== EXERCISE INPUTS ==
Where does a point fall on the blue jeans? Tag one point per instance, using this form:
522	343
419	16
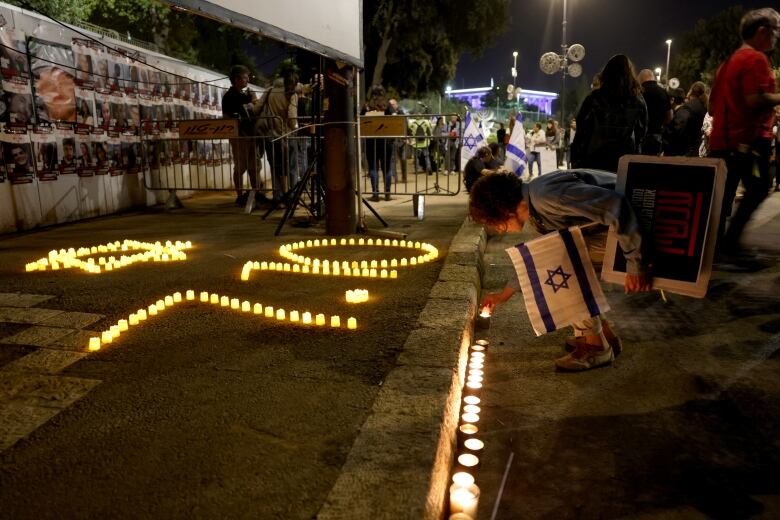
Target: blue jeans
534	157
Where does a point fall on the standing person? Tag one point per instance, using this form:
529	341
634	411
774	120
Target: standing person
243	148
453	144
683	135
379	151
741	104
659	111
277	118
400	144
557	201
538	142
553	138
612	120
568	138
501	140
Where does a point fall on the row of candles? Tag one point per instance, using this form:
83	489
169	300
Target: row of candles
326	269
288	251
278	314
70	258
464	492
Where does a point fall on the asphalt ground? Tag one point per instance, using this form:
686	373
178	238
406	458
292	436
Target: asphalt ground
203	412
685	425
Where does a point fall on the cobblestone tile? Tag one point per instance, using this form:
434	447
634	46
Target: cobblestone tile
22	300
27	315
44	361
17	421
72	320
41	390
38	336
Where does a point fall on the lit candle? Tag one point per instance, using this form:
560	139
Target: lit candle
464	499
463	479
470	417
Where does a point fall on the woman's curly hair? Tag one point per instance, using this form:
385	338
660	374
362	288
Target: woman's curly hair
494	198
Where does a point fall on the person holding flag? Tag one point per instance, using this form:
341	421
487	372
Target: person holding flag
560	285
473	140
516	160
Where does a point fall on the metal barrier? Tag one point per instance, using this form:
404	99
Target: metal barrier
266	164
407	155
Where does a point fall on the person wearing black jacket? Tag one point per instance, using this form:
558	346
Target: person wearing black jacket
682	136
243	149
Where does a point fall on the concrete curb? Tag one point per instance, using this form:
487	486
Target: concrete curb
400	462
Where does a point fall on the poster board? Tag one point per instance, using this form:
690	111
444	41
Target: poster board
678	203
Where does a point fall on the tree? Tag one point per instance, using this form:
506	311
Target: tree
413	46
708	45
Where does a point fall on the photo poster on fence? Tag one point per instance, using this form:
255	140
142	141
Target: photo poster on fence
83	137
54	80
66	148
678	202
16	105
44	146
17	156
99	140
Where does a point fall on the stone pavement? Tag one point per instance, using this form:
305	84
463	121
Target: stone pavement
205	413
686	425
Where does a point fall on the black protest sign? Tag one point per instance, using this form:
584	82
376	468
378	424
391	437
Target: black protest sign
677	201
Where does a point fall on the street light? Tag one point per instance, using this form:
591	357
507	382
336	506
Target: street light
668	54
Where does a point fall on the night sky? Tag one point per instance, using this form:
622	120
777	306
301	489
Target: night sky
637	28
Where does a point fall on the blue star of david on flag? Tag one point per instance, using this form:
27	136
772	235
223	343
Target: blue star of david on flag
551	276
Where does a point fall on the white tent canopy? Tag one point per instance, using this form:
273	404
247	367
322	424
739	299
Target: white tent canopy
332	28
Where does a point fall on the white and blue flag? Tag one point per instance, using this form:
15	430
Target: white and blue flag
472	140
558	281
516	160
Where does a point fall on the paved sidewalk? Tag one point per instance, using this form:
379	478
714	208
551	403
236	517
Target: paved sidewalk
686	425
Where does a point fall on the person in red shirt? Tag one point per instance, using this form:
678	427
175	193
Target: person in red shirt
741	104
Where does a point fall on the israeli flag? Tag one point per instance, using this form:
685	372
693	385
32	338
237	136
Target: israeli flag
557	278
516	159
472	140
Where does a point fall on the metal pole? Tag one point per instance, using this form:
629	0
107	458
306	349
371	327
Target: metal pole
564	50
668	54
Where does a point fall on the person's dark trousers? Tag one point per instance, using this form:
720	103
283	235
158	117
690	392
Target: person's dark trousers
276	153
651	144
752	168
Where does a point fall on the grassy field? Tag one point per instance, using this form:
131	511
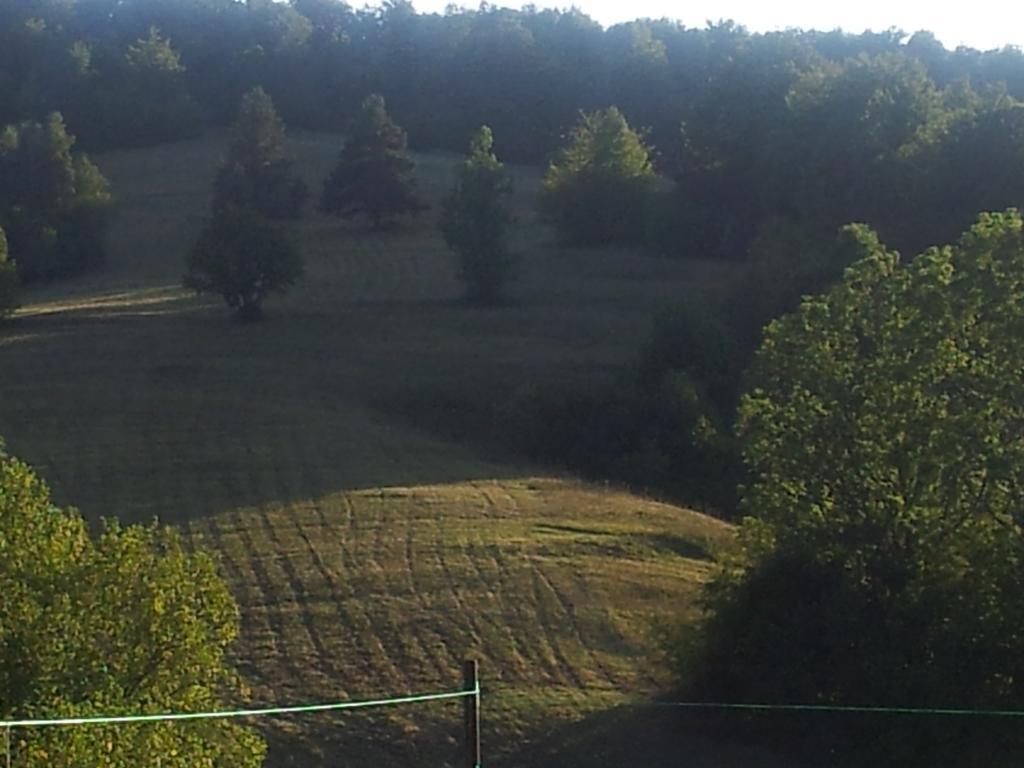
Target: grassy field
370	554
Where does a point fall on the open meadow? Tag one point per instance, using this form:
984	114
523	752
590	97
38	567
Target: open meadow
370	550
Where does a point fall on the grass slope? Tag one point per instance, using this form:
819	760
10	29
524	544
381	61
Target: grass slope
370	556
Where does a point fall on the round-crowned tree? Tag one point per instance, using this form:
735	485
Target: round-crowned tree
244	257
127	622
884	548
474	220
374	177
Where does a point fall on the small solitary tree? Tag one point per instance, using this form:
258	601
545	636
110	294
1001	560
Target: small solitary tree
8	281
244	257
596	190
474	220
257	174
373	176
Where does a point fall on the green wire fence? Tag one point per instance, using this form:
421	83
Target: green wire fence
470	693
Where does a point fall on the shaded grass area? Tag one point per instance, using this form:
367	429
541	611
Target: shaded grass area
328	456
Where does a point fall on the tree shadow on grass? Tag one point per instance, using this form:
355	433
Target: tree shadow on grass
639	735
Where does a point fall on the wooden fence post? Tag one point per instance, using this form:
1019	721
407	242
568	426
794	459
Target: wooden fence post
471	709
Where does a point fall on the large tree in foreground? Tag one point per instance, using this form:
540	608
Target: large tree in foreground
374	177
127	622
474	220
596	189
257	174
243	257
884	552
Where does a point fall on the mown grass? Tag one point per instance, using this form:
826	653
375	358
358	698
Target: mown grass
371	556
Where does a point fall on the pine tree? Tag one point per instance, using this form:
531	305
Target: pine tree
597	188
373	175
474	221
257	174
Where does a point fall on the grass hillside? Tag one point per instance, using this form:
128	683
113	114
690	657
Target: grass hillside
370	554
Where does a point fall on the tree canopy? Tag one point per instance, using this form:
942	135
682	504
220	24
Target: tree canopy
474	220
126	622
256	173
53	202
884	543
596	189
243	257
373	177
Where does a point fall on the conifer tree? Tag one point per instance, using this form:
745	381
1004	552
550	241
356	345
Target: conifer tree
373	175
597	188
257	174
474	220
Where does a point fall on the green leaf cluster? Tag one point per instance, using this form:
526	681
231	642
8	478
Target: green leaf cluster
123	623
474	220
244	257
54	204
884	544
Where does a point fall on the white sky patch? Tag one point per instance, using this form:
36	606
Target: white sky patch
982	24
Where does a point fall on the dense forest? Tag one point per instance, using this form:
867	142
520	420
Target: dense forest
770	141
870	434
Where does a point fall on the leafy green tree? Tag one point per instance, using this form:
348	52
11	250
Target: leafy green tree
373	176
8	280
54	204
884	545
257	174
144	98
596	189
128	622
474	220
244	257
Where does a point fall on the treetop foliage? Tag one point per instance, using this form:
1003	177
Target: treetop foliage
256	173
373	177
244	257
53	202
883	550
127	622
474	221
596	188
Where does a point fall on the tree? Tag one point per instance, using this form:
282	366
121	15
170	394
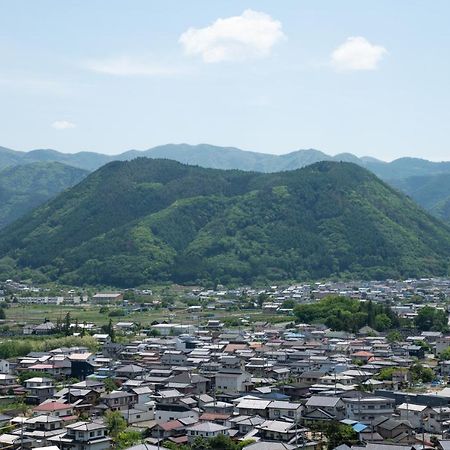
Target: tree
382	322
83	330
419	373
111	331
66	326
115	424
445	354
110	385
431	319
394	336
262	298
338	434
127	439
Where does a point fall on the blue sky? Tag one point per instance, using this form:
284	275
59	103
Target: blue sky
371	78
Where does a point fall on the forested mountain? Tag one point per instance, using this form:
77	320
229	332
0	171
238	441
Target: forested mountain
158	220
432	192
25	187
211	156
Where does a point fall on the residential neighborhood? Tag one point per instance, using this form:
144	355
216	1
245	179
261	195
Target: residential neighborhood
260	381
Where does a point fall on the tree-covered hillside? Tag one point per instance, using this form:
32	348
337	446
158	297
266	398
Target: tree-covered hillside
432	192
25	187
155	220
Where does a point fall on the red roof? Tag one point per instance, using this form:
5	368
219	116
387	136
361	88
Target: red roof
171	425
52	406
363	353
179	439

== WHAT TO WORK ON ==
Put each line of the rows above into a Markdown table with two columns, Number and Text, numbering the lines and skipping any blank ones. Omit the pictures.

== SOLUTION TO THIS TASK ==
| Number | Text |
|---|---|
| 1 | Where does a point fall on the blue jeans? Tag one point per instance, using this form: |
| 2 | 522	343 |
| 3 | 419	16 |
| 4 | Target: blue jeans |
| 5 | 534	157 |
| 6 | Where does a point fall on the standing person? Tag one point per instance, using this form: |
| 7 | 529	341 |
| 8 | 634	411 |
| 9 | 774	120 |
| 10 | Target: standing person |
| 11 | 243	148 |
| 12 | 453	144 |
| 13 | 683	135 |
| 14 | 379	151 |
| 15 | 741	104 |
| 16 | 659	111 |
| 17 | 277	118 |
| 18 | 400	144 |
| 19 | 557	201 |
| 20 | 538	142 |
| 21 | 553	138 |
| 22 | 612	120 |
| 23 | 568	138 |
| 24 | 501	140 |
| 25 | Where does a point fall on the row of candles? Tag one point per instance, using this form: |
| 26 | 83	489 |
| 27 | 169	300 |
| 28 | Target: row of candles |
| 29 | 326	269 |
| 30 | 288	251 |
| 31 | 278	314 |
| 32 | 70	258 |
| 33 | 464	492 |
| 34 | Where does a point fall on the asphalt ground? Tag one point per instance, using this form: |
| 35 | 686	373 |
| 36 | 178	238 |
| 37 | 406	458 |
| 38 | 292	436 |
| 39 | Target: asphalt ground |
| 40 | 203	412 |
| 41 | 685	425 |
| 42 | Where does a point fall on the cobblestone tile? Tag one point per instance, using this form: |
| 43 | 434	447 |
| 44 | 634	46 |
| 45 | Target: cobblestone tile |
| 46 | 22	300 |
| 47 | 27	315 |
| 48 | 44	361 |
| 49 | 17	421 |
| 50 | 72	320 |
| 51 | 41	390 |
| 52 | 38	336 |
| 53 | Where does a point fall on the lit candle? Tag one point per instance, using this form: |
| 54 | 560	139 |
| 55 | Target: lit candle |
| 56 | 464	499 |
| 57 | 463	479 |
| 58 | 470	417 |
| 59 | Where does a point fall on the woman's curly hair? Tag one point per instance, using this form: |
| 60 | 385	338 |
| 61 | 660	374 |
| 62 | 362	288 |
| 63 | Target: woman's curly hair |
| 64 | 494	198 |
| 65 | Where does a point fall on the person holding flag? Tag one point per instance, using this form: |
| 66 | 341	421 |
| 67 | 487	372 |
| 68 | Target: person holding flag |
| 69 | 560	285 |
| 70 | 473	140 |
| 71 | 516	160 |
| 72 | Where does a point fall on the metal barrier? Tag one point per instance, using this form: |
| 73 | 404	99 |
| 74 | Target: metal barrier |
| 75 | 266	164 |
| 76 | 407	155 |
| 77 | Where does a point fall on the person wearing black jacket? Tag one point per instance, using this form: |
| 78 | 558	346 |
| 79 | Target: person wearing black jacket |
| 80 | 682	136 |
| 81 | 243	149 |
| 82 | Where does a point fall on the concrete curb? Tag one point per instance, using this form: |
| 83 | 487	486 |
| 84 | Target: concrete curb |
| 85 | 400	462 |
| 86 | Where does a point fall on the poster board? Tag one point per instance, using this form: |
| 87 | 690	111 |
| 88 | 444	41 |
| 89 | Target: poster board |
| 90 | 678	203 |
| 91 | Where does a point fall on the tree? Tag one point per instance, using this form: |
| 92 | 506	311 |
| 93 | Target: tree |
| 94 | 413	46 |
| 95 | 708	45 |
| 96 | Where does a point fall on the photo poster on fence? Tag one point per instance, using this form: |
| 97 | 255	140 |
| 98 | 142	141 |
| 99 | Target: photo poster on fence |
| 100 | 83	137 |
| 101 | 54	80 |
| 102 | 66	148 |
| 103 | 678	202 |
| 104 | 16	105 |
| 105 | 44	146 |
| 106 | 17	156 |
| 107 | 99	140 |
| 108 | Where does a point fall on the stone pavement? Tag one point per instance, using this form: |
| 109 | 305	84 |
| 110 | 463	121 |
| 111 | Target: stone pavement |
| 112 | 205	413 |
| 113 | 686	425 |
| 114 | Where does a point fall on the black protest sign? Tag one point per instance, using this form: |
| 115 | 584	82 |
| 116 | 376	468 |
| 117 | 378	424 |
| 118 | 391	437 |
| 119 | Target: black protest sign |
| 120 | 677	201 |
| 121 | Where does a point fall on the street light? Tag one point per instance, using this form: |
| 122 | 591	357 |
| 123 | 507	382 |
| 124 | 336	506 |
| 125 | Target: street light |
| 126 | 668	54 |
| 127 | Where does a point fall on the night sky? Tag one point per instance, using this form: |
| 128 | 622	120 |
| 129 | 777	306 |
| 130 | 301	489 |
| 131 | Target: night sky |
| 132 | 637	28 |
| 133 | Where does a point fall on the blue star of david on flag? Tag one point per instance, using this form: |
| 134 | 27	136 |
| 135 | 772	235 |
| 136 | 223	343 |
| 137 | Target: blue star of david on flag |
| 138 | 551	276 |
| 139 | Where does a point fall on the white tent canopy? Tag one point per instance, using this form: |
| 140 | 273	404 |
| 141 | 247	367 |
| 142 | 322	424 |
| 143 | 739	299 |
| 144 | Target: white tent canopy |
| 145 | 332	28 |
| 146 | Where does a point fall on the white and blue flag? Tag one point per instance, using this form: |
| 147 | 15	430 |
| 148 | Target: white and blue flag |
| 149 | 472	140 |
| 150 | 558	281 |
| 151 | 516	160 |
| 152 | Where does a point fall on the paved sidewalk? Tag one point per instance, using this form: |
| 153 | 379	478 |
| 154 | 714	208 |
| 155 | 551	403 |
| 156 | 236	517 |
| 157 | Target: paved sidewalk |
| 158 | 686	425 |
| 159 | Where does a point fall on the person in red shirt? Tag one point per instance, using this form: |
| 160 | 678	427 |
| 161 | 175	193 |
| 162 | Target: person in red shirt |
| 163 | 741	104 |
| 164 | Where does a point fall on the israeli flag? Tag one point per instance, using this form: |
| 165 | 685	372 |
| 166 | 693	385 |
| 167 | 32	338 |
| 168 | 237	136 |
| 169 | Target: israeli flag |
| 170 | 557	278 |
| 171 | 516	159 |
| 172 | 472	140 |
| 173 | Where does a point fall on the metal pole? Tag one point per instance, using this form: |
| 174 | 629	0 |
| 175 | 107	458 |
| 176 | 306	349 |
| 177 | 371	327 |
| 178 | Target: metal pole |
| 179 | 564	50 |
| 180 | 668	54 |
| 181 | Where does a point fall on the person's dark trousers? Tag one point per instance, using this form: |
| 182 | 720	103 |
| 183 | 283	235 |
| 184 | 158	117 |
| 185 | 690	392 |
| 186 | Target: person's dark trousers |
| 187 | 276	153 |
| 188 | 651	144 |
| 189 | 752	168 |
| 190 | Where does a point fall on the grassy field? Tag one point per instance, using this form: |
| 191 | 131	511 |
| 192 | Target: grassy field |
| 193 | 370	554 |
| 194 | Where does a point fall on the open meadow? Tag one point per instance, using this form: |
| 195 | 984	114 |
| 196 | 523	752 |
| 197 | 590	97 |
| 198 | 38	567 |
| 199 | Target: open meadow |
| 200 | 370	550 |
| 201 | Where does a point fall on the grass slope? Tag one point per instance, using this form: |
| 202 | 819	760 |
| 203 | 10	29 |
| 204 | 524	544 |
| 205 | 381	61 |
| 206 | Target: grass slope |
| 207 | 370	556 |
| 208 | Where does a point fall on the round-crowned tree? Tag one point per instance, using this form: |
| 209 | 735	485 |
| 210 | Target: round-crowned tree |
| 211 | 244	257 |
| 212 | 127	622 |
| 213 | 884	548 |
| 214 | 474	220 |
| 215 | 374	177 |
| 216 | Where does a point fall on the small solitary tree? Tag one point per instance, using this form: |
| 217 | 258	601 |
| 218 | 545	636 |
| 219 | 110	294 |
| 220 | 1001	560 |
| 221 | Target: small solitary tree |
| 222 | 8	281 |
| 223 | 244	257 |
| 224 | 596	190 |
| 225 | 474	220 |
| 226 | 257	174 |
| 227 | 373	176 |
| 228 | Where does a point fall on the green wire fence? Tag one point per instance, using this form: |
| 229 | 421	83 |
| 230 | Target: green wire fence |
| 231 | 470	693 |
| 232 | Where does a point fall on the shaded grass area? Tag one point per instance, using this form: |
| 233 | 367	429 |
| 234 | 541	611 |
| 235 | Target: shaded grass area |
| 236 | 328	456 |
| 237 | Where does a point fall on the tree shadow on grass? Tag one point per instance, using this form: |
| 238 | 355	433 |
| 239 | Target: tree shadow on grass |
| 240 | 639	735 |
| 241 | Where does a point fall on the wooden fence post? Tag one point per instance, using this form: |
| 242 | 1019	721 |
| 243 | 407	242 |
| 244 | 568	426 |
| 245 | 794	459 |
| 246 | Target: wooden fence post |
| 247 | 471	709 |
| 248 | Where does a point fall on the large tree in foreground? Tag one point per instance, using this form: |
| 249 | 540	608 |
| 250 | Target: large tree in foreground |
| 251 | 374	177 |
| 252 | 127	622 |
| 253 | 474	220 |
| 254 | 596	189 |
| 255 | 257	174 |
| 256 | 243	257 |
| 257 | 884	552 |
| 258 | Where does a point fall on the mown grass? Tag one point per instance, using this form: |
| 259 | 826	653 |
| 260 | 375	358 |
| 261 | 358	698 |
| 262 | Target: mown grass |
| 263 | 371	556 |
| 264 | Where does a point fall on the pine tree? Tag one point per instance, using this form: |
| 265 | 531	305 |
| 266 | Target: pine tree |
| 267 | 597	188 |
| 268 | 373	175 |
| 269 | 474	221 |
| 270 | 257	174 |
| 271 | Where does a point fall on the grass hillside? Tag one point per instance, using this form: |
| 272 | 128	683 |
| 273 | 113	114 |
| 274 | 690	657 |
| 275 | Target: grass hillside |
| 276 | 370	554 |
| 277 | Where does a point fall on the tree canopy? Tag one point per instance, using this form: |
| 278 | 942	135 |
| 279 | 682	504 |
| 280 | 220	24 |
| 281 | Target: tree canopy |
| 282 | 474	220 |
| 283 | 126	622 |
| 284 | 256	173 |
| 285 | 53	202 |
| 286 | 884	543 |
| 287 | 596	189 |
| 288 | 243	257 |
| 289 | 373	177 |
| 290 | Where does a point fall on the conifer tree? Tag one point per instance, using this form: |
| 291 | 745	381 |
| 292 | 1004	552 |
| 293 | 550	241 |
| 294 | 356	345 |
| 295 | Target: conifer tree |
| 296 | 373	175 |
| 297 | 597	188 |
| 298 | 257	174 |
| 299 | 474	220 |
| 300 | Where does a point fall on the green leaf cluster? Tag one point per instance, using this form: |
| 301 | 526	681 |
| 302 | 231	642 |
| 303 | 8	478 |
| 304 | Target: green leaf cluster |
| 305 | 123	623 |
| 306 | 474	220 |
| 307 | 244	257 |
| 308 | 54	204 |
| 309 | 884	544 |
| 310 | Where does a point fall on the white sky patch? Tag one point per instance, using this form: |
| 311 | 36	606 |
| 312 | Target: white sky patch |
| 313 | 982	24 |
| 314 | Where does a point fall on the dense forest? Tag one point per instance, using this form: |
| 315 | 867	142 |
| 316 | 520	420 |
| 317 | Target: dense forest |
| 318 | 770	141 |
| 319 | 870	434 |
| 320 | Where does a point fall on the leafy green tree? Tag one point per instance, using this form: |
| 321 | 348	52 |
| 322 | 11	250 |
| 323 | Target: leafy green tree |
| 324 | 373	176 |
| 325 | 8	280 |
| 326 | 54	204 |
| 327 | 884	545 |
| 328 | 257	174 |
| 329 | 144	98 |
| 330 | 596	189 |
| 331 | 128	622 |
| 332 | 474	220 |
| 333 | 244	257 |
| 334 | Where does a point fall on the treetop foliage? Tag one point per instance, using this form: |
| 335 | 1003	177 |
| 336 | Target: treetop foliage |
| 337 | 256	173 |
| 338 | 373	177 |
| 339 | 244	257 |
| 340 | 53	202 |
| 341 | 883	550 |
| 342 | 127	622 |
| 343 | 474	221 |
| 344 | 596	188 |
| 345 | Where does a point fall on the tree? Tag one point per instance, using this form: |
| 346 | 282	366 |
| 347 | 121	15 |
| 348 | 170	394 |
| 349 | Target: tree |
| 350 | 382	322 |
| 351 | 83	330 |
| 352 | 419	373 |
| 353 | 111	331 |
| 354 | 66	326 |
| 355 | 115	424 |
| 356 | 445	354 |
| 357 | 110	385 |
| 358 | 431	319 |
| 359 | 394	336 |
| 360 | 262	298 |
| 361 | 338	434 |
| 362 | 127	439 |
| 363 | Where does a point fall on the blue sky? Tag one point per instance, using this form: |
| 364 | 284	275 |
| 365 | 59	103 |
| 366 | Target: blue sky |
| 367 | 371	78 |
| 368 | Where does a point fall on the forested mountain? Tag one point per instance, using this form: |
| 369 | 77	320 |
| 370 | 229	332 |
| 371 | 0	171 |
| 372 | 238	441 |
| 373 | Target: forested mountain |
| 374 | 158	220 |
| 375 | 432	192 |
| 376 | 25	187 |
| 377 | 211	156 |
| 378 | Where does a point fall on the residential neighborhood? Tag one point per instance, using this form: |
| 379 | 144	355 |
| 380 | 216	1 |
| 381 | 245	179 |
| 382 | 261	195 |
| 383 | Target: residential neighborhood |
| 384 | 260	381 |
| 385 | Where does a point fall on the tree-covered hillside? Tag one point per instance, using this form: |
| 386 | 32	348 |
| 387 | 337	446 |
| 388 | 158	297 |
| 389 | 266	398 |
| 390 | Target: tree-covered hillside |
| 391 | 432	192 |
| 392 | 25	187 |
| 393 | 155	220 |
| 394 | Where does a point fall on the red roof? Tag one point per instance, using this form: |
| 395 | 5	368 |
| 396 | 219	116 |
| 397 | 387	136 |
| 398 | 361	88 |
| 399 | Target: red roof |
| 400 | 171	425 |
| 401 | 52	406 |
| 402 | 363	353 |
| 403 | 179	439 |